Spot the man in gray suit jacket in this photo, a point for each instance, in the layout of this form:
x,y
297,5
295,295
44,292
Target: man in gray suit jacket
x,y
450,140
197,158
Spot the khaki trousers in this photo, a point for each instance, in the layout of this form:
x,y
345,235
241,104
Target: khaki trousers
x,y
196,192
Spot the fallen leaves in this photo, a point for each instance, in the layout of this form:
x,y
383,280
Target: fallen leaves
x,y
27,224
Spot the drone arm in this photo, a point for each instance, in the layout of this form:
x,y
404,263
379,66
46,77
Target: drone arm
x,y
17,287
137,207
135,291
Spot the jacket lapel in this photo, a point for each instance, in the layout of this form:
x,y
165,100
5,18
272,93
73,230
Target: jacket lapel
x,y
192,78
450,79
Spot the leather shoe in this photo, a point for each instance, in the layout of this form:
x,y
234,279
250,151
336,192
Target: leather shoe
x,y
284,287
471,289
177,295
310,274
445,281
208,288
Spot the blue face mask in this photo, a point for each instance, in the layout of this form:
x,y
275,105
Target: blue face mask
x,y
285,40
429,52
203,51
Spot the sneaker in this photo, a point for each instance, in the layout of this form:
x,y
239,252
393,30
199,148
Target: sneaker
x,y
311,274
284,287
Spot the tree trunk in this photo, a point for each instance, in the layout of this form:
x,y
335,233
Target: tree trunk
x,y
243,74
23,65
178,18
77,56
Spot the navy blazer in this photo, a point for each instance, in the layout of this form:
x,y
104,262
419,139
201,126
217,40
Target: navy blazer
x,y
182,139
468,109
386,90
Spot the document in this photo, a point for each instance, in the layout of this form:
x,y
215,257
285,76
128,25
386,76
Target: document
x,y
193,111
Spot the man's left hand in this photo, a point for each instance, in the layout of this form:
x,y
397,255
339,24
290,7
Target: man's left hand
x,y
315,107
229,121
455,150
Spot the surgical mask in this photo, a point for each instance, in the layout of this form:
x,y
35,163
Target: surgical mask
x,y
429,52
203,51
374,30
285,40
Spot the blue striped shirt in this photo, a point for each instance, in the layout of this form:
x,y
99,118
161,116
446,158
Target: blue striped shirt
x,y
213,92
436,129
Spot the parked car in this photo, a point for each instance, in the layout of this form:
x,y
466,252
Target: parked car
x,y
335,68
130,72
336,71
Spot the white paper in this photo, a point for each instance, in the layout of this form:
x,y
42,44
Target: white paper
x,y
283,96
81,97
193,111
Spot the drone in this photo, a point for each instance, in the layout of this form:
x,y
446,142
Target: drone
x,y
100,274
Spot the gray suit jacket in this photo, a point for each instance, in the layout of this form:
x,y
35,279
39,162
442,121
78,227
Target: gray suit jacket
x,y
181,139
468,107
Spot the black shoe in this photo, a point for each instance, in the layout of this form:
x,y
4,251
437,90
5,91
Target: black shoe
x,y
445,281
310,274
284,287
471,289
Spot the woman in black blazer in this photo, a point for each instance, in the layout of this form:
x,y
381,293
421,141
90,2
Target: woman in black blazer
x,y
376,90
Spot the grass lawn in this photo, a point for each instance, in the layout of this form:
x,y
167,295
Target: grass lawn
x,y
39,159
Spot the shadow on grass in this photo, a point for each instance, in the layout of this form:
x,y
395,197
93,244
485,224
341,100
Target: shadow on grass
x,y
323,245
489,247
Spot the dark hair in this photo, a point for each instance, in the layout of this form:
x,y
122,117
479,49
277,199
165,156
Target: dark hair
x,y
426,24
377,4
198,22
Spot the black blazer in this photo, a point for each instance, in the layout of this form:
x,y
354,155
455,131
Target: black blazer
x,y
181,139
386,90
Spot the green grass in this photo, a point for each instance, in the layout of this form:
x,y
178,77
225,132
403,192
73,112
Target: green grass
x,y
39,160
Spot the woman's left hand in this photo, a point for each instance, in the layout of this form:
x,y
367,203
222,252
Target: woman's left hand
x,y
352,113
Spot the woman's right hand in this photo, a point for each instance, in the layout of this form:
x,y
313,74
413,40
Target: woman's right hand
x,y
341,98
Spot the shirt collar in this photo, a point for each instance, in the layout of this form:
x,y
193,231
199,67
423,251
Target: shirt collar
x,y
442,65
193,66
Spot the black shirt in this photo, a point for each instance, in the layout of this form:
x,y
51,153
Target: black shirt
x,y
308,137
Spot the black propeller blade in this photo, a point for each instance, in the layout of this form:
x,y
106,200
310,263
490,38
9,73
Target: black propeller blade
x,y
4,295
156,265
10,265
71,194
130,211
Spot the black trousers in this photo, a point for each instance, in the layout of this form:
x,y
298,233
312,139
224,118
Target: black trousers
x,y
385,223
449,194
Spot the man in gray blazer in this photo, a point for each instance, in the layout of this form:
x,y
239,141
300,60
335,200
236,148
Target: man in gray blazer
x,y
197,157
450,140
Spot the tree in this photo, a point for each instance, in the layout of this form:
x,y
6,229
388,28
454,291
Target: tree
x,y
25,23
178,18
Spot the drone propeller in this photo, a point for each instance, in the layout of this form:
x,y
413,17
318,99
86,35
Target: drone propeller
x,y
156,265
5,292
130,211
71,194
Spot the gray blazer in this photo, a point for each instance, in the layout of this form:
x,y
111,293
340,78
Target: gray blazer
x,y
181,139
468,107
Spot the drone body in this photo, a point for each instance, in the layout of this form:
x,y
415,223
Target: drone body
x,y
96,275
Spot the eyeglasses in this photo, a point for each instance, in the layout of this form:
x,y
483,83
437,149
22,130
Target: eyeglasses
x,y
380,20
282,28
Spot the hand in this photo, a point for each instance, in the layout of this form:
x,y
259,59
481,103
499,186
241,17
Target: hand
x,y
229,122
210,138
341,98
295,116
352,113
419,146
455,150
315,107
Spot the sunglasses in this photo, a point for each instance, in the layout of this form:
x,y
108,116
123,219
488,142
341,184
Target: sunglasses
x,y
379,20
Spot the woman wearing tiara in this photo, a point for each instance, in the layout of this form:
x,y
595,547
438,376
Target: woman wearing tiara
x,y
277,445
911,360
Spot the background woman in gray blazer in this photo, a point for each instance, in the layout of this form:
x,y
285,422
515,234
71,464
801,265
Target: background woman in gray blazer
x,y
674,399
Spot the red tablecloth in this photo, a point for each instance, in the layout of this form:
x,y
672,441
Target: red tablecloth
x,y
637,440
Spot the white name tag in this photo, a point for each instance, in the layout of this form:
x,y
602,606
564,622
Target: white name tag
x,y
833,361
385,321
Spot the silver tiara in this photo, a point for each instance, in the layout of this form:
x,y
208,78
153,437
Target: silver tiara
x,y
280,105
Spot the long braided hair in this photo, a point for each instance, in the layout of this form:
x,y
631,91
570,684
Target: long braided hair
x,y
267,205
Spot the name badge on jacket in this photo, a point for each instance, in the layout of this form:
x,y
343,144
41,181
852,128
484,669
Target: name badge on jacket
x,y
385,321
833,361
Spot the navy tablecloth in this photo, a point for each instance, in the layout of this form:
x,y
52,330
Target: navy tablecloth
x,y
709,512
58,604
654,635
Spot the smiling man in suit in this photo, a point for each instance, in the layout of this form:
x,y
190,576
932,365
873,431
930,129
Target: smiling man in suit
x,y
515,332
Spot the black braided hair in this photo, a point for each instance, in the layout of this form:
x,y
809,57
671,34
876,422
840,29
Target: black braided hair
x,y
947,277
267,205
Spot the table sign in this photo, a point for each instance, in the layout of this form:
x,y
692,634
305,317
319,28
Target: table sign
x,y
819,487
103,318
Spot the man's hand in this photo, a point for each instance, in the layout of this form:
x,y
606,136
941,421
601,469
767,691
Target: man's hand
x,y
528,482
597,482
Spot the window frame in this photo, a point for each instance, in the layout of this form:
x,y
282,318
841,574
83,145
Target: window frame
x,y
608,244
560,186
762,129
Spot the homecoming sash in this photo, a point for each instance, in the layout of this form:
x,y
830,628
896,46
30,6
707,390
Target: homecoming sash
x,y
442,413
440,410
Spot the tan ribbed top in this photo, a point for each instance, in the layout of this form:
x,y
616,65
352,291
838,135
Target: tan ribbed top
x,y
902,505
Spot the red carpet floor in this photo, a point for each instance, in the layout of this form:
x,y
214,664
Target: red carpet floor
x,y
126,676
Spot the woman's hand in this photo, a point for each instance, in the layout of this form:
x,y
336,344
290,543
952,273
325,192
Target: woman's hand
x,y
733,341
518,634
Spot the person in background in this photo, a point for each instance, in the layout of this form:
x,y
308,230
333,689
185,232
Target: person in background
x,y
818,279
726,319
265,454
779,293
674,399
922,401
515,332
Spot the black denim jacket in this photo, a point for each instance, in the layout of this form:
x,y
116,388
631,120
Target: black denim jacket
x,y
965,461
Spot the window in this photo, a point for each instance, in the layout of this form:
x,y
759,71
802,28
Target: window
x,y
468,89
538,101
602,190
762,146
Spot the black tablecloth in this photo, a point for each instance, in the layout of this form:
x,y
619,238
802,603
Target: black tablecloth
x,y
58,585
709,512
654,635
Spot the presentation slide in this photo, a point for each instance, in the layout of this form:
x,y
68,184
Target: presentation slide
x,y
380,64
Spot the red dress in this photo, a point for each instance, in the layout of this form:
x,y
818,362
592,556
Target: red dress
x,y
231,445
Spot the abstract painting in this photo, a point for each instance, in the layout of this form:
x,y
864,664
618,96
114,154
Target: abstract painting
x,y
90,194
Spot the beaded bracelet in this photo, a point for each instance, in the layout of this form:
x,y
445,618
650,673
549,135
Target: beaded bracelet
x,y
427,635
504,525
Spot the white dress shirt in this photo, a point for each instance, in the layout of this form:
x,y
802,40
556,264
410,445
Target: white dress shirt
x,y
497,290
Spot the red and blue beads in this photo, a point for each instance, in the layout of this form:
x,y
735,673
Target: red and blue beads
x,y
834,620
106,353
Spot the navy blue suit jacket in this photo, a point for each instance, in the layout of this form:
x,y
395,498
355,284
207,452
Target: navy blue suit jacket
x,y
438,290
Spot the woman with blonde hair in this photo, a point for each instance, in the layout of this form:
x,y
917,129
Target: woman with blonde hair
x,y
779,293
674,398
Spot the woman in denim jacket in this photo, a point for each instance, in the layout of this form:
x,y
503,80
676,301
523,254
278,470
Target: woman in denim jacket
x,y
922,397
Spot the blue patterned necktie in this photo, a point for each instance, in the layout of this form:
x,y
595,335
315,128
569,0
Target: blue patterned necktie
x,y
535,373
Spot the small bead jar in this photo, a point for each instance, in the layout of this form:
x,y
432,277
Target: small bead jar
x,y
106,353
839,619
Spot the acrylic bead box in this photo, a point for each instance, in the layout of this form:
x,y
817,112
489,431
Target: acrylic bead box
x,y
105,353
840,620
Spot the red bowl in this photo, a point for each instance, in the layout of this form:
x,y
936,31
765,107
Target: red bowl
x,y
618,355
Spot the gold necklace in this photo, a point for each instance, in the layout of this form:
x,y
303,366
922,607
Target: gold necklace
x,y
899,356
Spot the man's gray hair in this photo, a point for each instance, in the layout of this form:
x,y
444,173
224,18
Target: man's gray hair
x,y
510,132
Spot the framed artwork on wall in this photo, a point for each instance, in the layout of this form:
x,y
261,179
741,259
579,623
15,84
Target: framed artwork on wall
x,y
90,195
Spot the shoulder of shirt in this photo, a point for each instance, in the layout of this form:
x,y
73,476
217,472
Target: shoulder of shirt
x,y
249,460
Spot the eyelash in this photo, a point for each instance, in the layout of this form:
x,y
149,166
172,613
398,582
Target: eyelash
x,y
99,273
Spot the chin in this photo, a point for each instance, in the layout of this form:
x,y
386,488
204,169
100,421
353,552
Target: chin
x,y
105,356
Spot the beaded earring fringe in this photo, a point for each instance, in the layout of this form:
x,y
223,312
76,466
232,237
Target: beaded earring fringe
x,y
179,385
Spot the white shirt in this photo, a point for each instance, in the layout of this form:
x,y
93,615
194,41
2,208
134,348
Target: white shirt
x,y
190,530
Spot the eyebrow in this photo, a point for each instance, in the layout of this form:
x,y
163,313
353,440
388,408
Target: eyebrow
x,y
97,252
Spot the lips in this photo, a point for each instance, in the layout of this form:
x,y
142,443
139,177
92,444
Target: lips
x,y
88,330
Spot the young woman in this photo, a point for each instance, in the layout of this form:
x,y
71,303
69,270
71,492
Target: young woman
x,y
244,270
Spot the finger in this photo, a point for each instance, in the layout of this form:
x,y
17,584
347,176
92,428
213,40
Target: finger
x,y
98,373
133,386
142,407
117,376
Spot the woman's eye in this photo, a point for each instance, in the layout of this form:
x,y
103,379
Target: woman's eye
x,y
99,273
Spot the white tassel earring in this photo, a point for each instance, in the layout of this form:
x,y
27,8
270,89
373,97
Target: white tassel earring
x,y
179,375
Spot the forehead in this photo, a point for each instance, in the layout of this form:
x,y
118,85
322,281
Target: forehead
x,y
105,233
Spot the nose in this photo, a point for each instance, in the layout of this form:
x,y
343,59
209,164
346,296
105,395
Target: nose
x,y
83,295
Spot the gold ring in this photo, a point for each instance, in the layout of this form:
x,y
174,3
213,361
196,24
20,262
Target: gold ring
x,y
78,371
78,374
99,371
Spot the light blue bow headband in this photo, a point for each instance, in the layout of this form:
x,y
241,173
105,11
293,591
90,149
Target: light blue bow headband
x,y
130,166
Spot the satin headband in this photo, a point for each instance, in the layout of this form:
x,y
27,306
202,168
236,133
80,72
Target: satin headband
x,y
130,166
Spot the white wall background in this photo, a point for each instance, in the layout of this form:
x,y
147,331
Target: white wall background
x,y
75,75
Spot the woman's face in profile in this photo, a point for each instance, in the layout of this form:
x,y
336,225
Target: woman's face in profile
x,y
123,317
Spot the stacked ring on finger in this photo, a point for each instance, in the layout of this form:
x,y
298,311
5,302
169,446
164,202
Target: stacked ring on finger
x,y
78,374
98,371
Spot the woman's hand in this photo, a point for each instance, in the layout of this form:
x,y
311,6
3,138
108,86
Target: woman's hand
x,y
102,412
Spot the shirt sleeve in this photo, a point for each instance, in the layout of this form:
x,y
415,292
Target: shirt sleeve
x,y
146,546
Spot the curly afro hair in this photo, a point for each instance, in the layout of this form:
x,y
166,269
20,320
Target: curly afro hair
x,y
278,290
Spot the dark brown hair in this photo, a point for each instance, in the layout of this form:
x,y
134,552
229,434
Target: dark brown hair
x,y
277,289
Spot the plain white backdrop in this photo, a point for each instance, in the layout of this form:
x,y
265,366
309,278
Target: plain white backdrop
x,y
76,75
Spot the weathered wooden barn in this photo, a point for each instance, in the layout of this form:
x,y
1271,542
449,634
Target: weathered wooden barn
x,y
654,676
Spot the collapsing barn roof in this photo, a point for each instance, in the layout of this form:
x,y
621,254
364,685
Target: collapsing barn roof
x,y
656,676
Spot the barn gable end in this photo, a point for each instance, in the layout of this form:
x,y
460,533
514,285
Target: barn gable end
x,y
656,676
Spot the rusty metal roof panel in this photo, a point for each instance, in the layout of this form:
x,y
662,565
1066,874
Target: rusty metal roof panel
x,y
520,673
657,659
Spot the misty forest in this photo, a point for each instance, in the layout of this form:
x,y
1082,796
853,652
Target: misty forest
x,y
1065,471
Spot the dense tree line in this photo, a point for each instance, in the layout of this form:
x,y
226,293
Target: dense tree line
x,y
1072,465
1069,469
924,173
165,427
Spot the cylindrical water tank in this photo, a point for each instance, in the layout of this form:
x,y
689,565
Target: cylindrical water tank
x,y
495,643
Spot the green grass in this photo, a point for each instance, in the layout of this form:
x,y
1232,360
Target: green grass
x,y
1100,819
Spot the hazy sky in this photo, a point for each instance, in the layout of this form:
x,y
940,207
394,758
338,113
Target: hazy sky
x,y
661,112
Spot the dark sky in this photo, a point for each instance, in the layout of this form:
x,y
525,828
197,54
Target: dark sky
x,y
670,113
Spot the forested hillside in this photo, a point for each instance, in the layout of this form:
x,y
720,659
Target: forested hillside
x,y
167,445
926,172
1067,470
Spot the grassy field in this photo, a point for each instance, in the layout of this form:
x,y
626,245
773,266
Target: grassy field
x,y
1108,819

+--

* [PROBLEM REQUIREMENTS]: The required output is the exact sequence of lines from the one containing "Spot the rusty" through the end of the listing, both endpoints included.

* [OUTPUT FOR THIS EXERCISE]:
Spot the rusty metal roof panel in this photo, a point for each instance, in the layout of this form:
x,y
662,565
1066,874
Target: rusty metal roof panel
x,y
520,673
657,659
Spot the misty forest in this photo, a point for each instance, in the layout of this form:
x,y
1082,796
853,652
Target: misty forest
x,y
1065,471
Spot the dense tree line in this photo, a point for each instance, in the layout of this form:
x,y
226,293
Target: dense tree line
x,y
1072,465
1069,469
924,173
165,427
Spot the cylindrical water tank in this photo, a point for each instance, in the layout of this form:
x,y
689,565
Target: cylindrical water tank
x,y
495,643
Spot the green grass in this photo, a point for each instance, in the layout of this form:
x,y
1232,360
Target: green grass
x,y
1100,819
Spot the hazy sky in this photo, a point for each instance, in the layout of this form:
x,y
940,207
394,758
338,113
Target: hazy sky
x,y
661,112
Spot the dark sky in this photo, a point for each instance, in the layout of this form:
x,y
525,828
197,54
Target: dark sky
x,y
670,113
Spot the forested hillside in this photo, a point for each instance, in the layout of this form:
x,y
720,659
Target: forested hillside
x,y
167,445
926,172
1067,470
Spot the grassy field in this photo, a point for each instance, in the layout of this form:
x,y
626,245
773,266
Target: grassy field
x,y
1108,819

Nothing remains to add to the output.